--- Begin ---

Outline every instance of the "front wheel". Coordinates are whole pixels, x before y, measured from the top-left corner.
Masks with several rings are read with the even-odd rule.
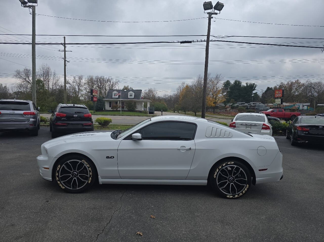
[[[246,193],[251,186],[250,171],[238,161],[219,163],[211,173],[209,182],[215,192],[227,198],[235,199]]]
[[[95,182],[96,169],[91,160],[79,155],[66,156],[53,168],[58,185],[71,193],[82,192]]]

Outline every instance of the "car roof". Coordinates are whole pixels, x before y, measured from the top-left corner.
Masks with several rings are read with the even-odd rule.
[[[0,101],[5,101],[9,102],[31,102],[30,100],[18,100],[17,99],[0,99]]]
[[[62,103],[60,103],[59,104],[59,106],[62,106],[62,107],[81,107],[82,108],[87,108],[86,107],[86,105],[83,104],[62,104]]]
[[[189,120],[196,121],[201,121],[203,122],[208,122],[206,119],[203,119],[202,118],[193,116],[185,116],[183,115],[167,115],[164,116],[157,116],[151,118],[151,120],[152,121],[159,120],[172,120],[173,119],[180,120],[183,119],[187,121]]]

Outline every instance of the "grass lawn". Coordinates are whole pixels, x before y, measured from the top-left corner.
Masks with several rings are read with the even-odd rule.
[[[89,110],[90,113],[93,114],[93,110]],[[121,114],[120,111],[96,111],[95,114],[97,115],[122,115],[122,116],[141,116],[153,117],[154,115],[152,114],[147,114],[146,113],[141,113],[137,112],[130,112],[129,111],[122,111],[122,114]]]

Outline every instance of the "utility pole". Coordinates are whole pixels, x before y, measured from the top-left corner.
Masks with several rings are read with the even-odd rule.
[[[72,52],[71,50],[66,50],[66,46],[65,44],[65,36],[63,38],[64,39],[64,44],[62,45],[64,47],[64,50],[59,50],[59,51],[64,51],[64,58],[63,59],[64,60],[64,103],[66,104],[66,62],[70,62],[68,60],[66,60],[66,51]]]
[[[203,75],[203,89],[202,91],[202,118],[204,119],[206,114],[206,99],[207,95],[207,77],[208,76],[208,60],[209,55],[209,37],[210,36],[210,25],[212,16],[217,14],[216,13],[207,13],[208,14],[208,28],[206,42],[206,55],[205,57],[205,70]]]

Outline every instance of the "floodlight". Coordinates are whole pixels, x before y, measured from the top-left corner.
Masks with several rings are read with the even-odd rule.
[[[223,7],[224,7],[224,4],[222,3],[220,3],[219,1],[218,1],[214,6],[214,9],[216,11],[221,11]]]
[[[206,10],[210,10],[213,9],[213,4],[212,3],[211,1],[205,2],[202,4],[202,5],[203,6],[204,11],[205,11]]]

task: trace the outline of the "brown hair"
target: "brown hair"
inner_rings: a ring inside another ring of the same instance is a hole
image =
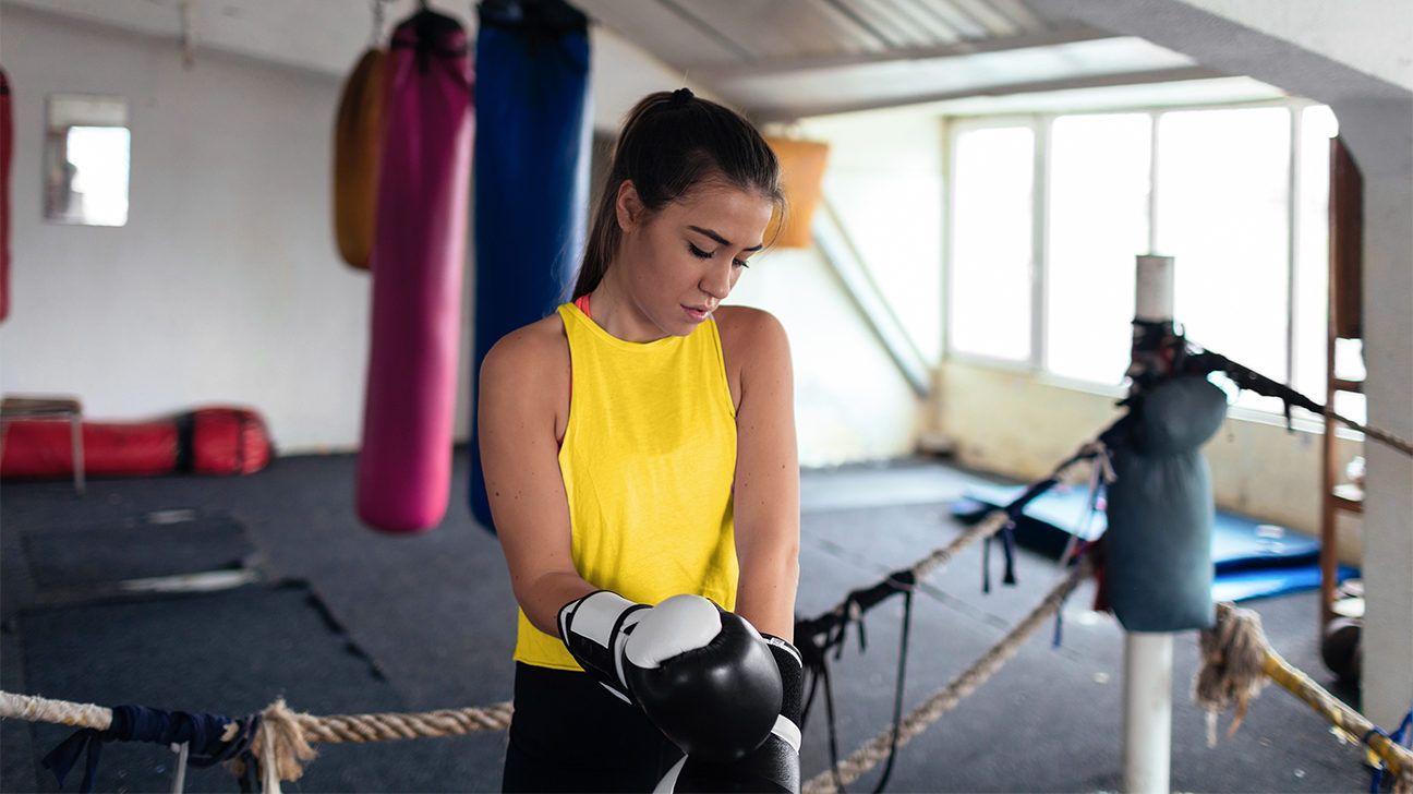
[[[706,179],[759,192],[784,209],[780,161],[750,122],[685,88],[643,97],[613,147],[574,298],[592,292],[617,254],[623,232],[616,202],[623,182],[632,181],[647,211],[657,212]]]

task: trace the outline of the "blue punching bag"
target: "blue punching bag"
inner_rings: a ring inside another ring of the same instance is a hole
[[[561,0],[482,0],[476,75],[473,393],[492,345],[554,312],[578,270],[588,212],[588,20]],[[471,511],[495,531],[476,431],[471,461]]]
[[[1113,445],[1105,588],[1128,632],[1212,624],[1211,472],[1201,445],[1226,417],[1226,394],[1201,376],[1145,394]]]

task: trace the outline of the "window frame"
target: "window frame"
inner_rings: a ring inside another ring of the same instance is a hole
[[[1048,261],[1048,216],[1050,216],[1050,160],[1051,160],[1051,146],[1050,146],[1050,130],[1056,119],[1063,116],[1111,116],[1121,113],[1145,113],[1150,120],[1150,143],[1149,143],[1149,196],[1147,196],[1147,219],[1149,219],[1149,250],[1153,250],[1157,235],[1157,194],[1159,194],[1159,146],[1160,140],[1160,122],[1166,113],[1176,112],[1201,112],[1201,110],[1243,110],[1243,109],[1258,109],[1258,107],[1282,107],[1290,117],[1290,141],[1289,141],[1289,164],[1286,170],[1286,188],[1287,188],[1287,206],[1286,216],[1287,223],[1287,254],[1286,254],[1286,311],[1284,311],[1284,339],[1286,339],[1286,372],[1287,380],[1290,383],[1296,381],[1299,365],[1299,350],[1297,350],[1297,321],[1299,316],[1299,291],[1303,285],[1299,283],[1300,274],[1300,222],[1301,222],[1301,206],[1300,206],[1300,189],[1304,184],[1304,164],[1301,157],[1301,143],[1303,143],[1303,113],[1308,107],[1318,106],[1321,103],[1313,102],[1301,97],[1284,97],[1284,99],[1263,99],[1253,102],[1231,102],[1231,103],[1195,103],[1195,105],[1163,105],[1163,106],[1115,106],[1102,109],[1084,109],[1072,112],[1043,112],[1043,113],[1006,113],[996,116],[947,116],[942,119],[944,136],[942,146],[945,147],[942,162],[947,168],[944,174],[942,184],[945,185],[944,196],[944,218],[942,229],[945,235],[945,244],[942,246],[942,307],[947,311],[945,322],[942,322],[942,362],[958,362],[966,365],[981,365],[1010,373],[1027,373],[1031,374],[1039,383],[1047,386],[1056,386],[1061,389],[1068,389],[1072,391],[1085,391],[1091,394],[1099,394],[1105,397],[1122,397],[1125,389],[1122,386],[1111,386],[1104,383],[1091,383],[1082,379],[1075,379],[1071,376],[1064,376],[1051,372],[1046,366],[1046,352],[1048,349],[1048,335],[1046,333],[1046,322],[1048,319],[1048,290],[1047,280],[1050,275],[1050,261]],[[955,227],[955,206],[957,206],[957,138],[965,131],[979,130],[979,129],[996,129],[996,127],[1029,127],[1033,133],[1034,141],[1034,178],[1031,182],[1031,263],[1030,263],[1030,356],[1026,360],[1010,360],[1000,359],[996,356],[989,356],[985,353],[974,353],[966,350],[958,350],[952,345],[952,311],[951,300],[954,294],[954,235]],[[1320,396],[1310,396],[1318,398]],[[1232,404],[1229,415],[1234,418],[1256,421],[1262,424],[1280,424],[1284,425],[1284,415],[1277,411],[1269,411],[1265,408],[1252,408],[1248,405]],[[1293,427],[1296,429],[1306,431],[1320,431],[1323,424],[1316,420],[1306,420],[1304,417],[1293,417]]]

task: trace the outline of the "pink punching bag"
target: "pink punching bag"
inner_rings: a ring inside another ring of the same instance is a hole
[[[471,184],[466,32],[422,10],[387,65],[357,513],[390,533],[447,513]]]

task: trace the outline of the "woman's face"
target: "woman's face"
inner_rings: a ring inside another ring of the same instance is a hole
[[[706,181],[658,212],[646,212],[632,182],[619,191],[623,237],[609,271],[626,316],[610,329],[625,339],[685,336],[731,294],[746,260],[762,247],[770,199]]]

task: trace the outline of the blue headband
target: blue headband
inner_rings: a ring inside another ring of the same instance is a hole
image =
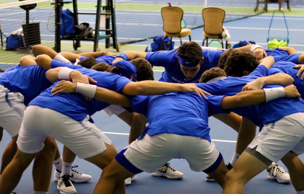
[[[186,59],[181,57],[179,57],[179,62],[183,66],[185,67],[195,67],[198,64],[190,59]]]
[[[136,67],[131,62],[127,61],[119,61],[112,64],[112,67],[114,66],[118,66],[121,68],[121,71],[115,73],[129,79],[132,78],[134,81],[136,81],[137,70]]]

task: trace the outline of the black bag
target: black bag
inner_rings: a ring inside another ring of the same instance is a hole
[[[16,50],[17,48],[24,47],[23,36],[22,35],[11,34],[6,38],[6,50]]]
[[[76,36],[79,38],[92,37],[93,29],[90,27],[90,24],[87,23],[82,23],[79,25],[75,26]]]

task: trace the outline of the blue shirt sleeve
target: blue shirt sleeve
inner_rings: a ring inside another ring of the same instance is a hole
[[[177,53],[177,50],[148,52],[145,58],[150,62],[152,67],[163,67],[166,70],[170,71],[175,65],[179,64]]]

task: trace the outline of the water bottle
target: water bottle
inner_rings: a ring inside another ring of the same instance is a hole
[[[148,48],[147,48],[147,51],[148,52],[152,52],[152,47],[151,47],[151,44],[148,45]]]

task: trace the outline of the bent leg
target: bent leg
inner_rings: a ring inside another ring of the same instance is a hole
[[[17,144],[16,142],[18,136],[16,135],[12,138],[12,141],[9,142],[3,151],[2,154],[2,160],[1,162],[1,169],[0,175],[2,174],[4,169],[12,161],[14,156],[15,155],[17,151]]]
[[[257,158],[243,152],[233,168],[226,173],[222,194],[242,194],[246,183],[267,166]]]
[[[43,149],[38,152],[34,161],[33,180],[34,191],[47,192],[50,186],[57,144],[55,140],[48,136],[44,143]]]
[[[2,194],[9,194],[17,186],[22,173],[36,155],[23,152],[19,149],[12,161],[5,168],[0,178]]]

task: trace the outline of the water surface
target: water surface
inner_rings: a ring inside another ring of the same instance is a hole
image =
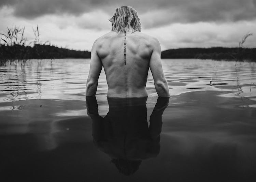
[[[5,181],[254,181],[256,64],[162,61],[171,96],[162,115],[159,151],[140,158],[128,176],[111,162],[109,151],[94,143],[85,95],[89,60],[0,66],[0,170]],[[106,83],[102,70],[96,97],[102,118],[109,112]],[[158,99],[150,72],[146,88],[146,105],[138,109],[149,126]],[[133,116],[142,117],[136,110]],[[128,111],[124,119],[111,116],[128,123]]]

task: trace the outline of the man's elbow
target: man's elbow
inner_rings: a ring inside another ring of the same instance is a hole
[[[87,80],[86,82],[86,95],[95,95],[98,87],[98,82]]]
[[[157,81],[155,82],[154,84],[156,90],[159,96],[170,96],[168,84],[166,80]]]

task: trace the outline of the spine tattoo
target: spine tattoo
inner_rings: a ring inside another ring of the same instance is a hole
[[[124,32],[125,33],[125,43],[124,44],[124,47],[125,47],[125,50],[124,50],[125,53],[124,54],[124,56],[125,56],[125,65],[126,65],[126,37],[125,36],[126,35],[126,31],[125,30],[125,31],[124,31]]]

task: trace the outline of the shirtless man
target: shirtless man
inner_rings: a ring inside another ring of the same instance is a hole
[[[108,97],[147,96],[146,84],[149,68],[158,96],[170,96],[162,71],[159,42],[140,32],[136,11],[129,6],[121,6],[109,20],[112,23],[112,31],[96,40],[93,46],[86,95],[95,95],[103,66]]]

--- End ---

_Task statement:_
Excluding pictures, copy exactly the lines from the line containing "task: trace the outline of the bent leg" through the last line of the data, inclusive.

_Exercise result:_
task: trace the outline of the bent leg
target: bent leg
inner_rings: a ring inside another ring of the same instance is a hole
[[[17,144],[16,142],[18,136],[16,135],[12,138],[12,141],[9,142],[3,151],[2,154],[2,160],[1,162],[1,169],[0,175],[2,174],[4,169],[12,161],[14,156],[15,155],[17,151]]]
[[[257,158],[243,152],[233,168],[226,173],[222,194],[242,194],[246,183],[267,166]]]
[[[43,149],[38,152],[34,161],[33,180],[34,191],[47,192],[50,186],[57,144],[55,140],[48,136],[44,143]]]
[[[2,194],[9,194],[17,186],[22,173],[36,155],[23,152],[19,149],[12,161],[5,168],[0,178]]]

task: trace the outline of the water surface
target: water surface
inner_rings: a ring inside another ring of the same instance is a hole
image =
[[[5,181],[254,181],[256,64],[162,61],[171,96],[162,115],[159,151],[140,158],[128,176],[111,162],[109,151],[94,143],[85,95],[89,60],[0,66],[0,170]],[[106,83],[102,70],[96,97],[102,118],[109,112]],[[158,99],[150,72],[146,88],[146,105],[138,109],[149,126]],[[133,116],[142,117],[136,110]],[[128,111],[124,119],[111,116],[128,123]]]

task: trace the outline of the man's elbow
target: man's elbow
inner_rings: a ring inside another ring of the same instance is a hole
[[[87,80],[86,82],[86,95],[95,95],[98,87],[98,82]]]
[[[157,81],[155,82],[154,84],[156,90],[159,96],[170,96],[168,84],[166,80]]]

task: trace the outline of the spine tattoo
target: spine tattoo
inner_rings: a ring inside another ring of the same instance is a hole
[[[124,32],[125,33],[125,43],[124,44],[124,47],[125,47],[125,50],[124,50],[125,53],[124,54],[124,56],[125,56],[125,65],[126,65],[126,37],[125,36],[126,35],[126,31],[125,30],[125,31],[124,31]]]

task: trace the outline of the shirtless man
target: shirtless man
inner_rings: a ring inside another ring of the same instance is a hole
[[[108,97],[147,96],[146,84],[149,68],[158,96],[170,96],[162,71],[159,42],[140,32],[136,11],[129,6],[121,6],[109,20],[112,23],[112,31],[96,40],[93,46],[86,95],[95,95],[103,66]]]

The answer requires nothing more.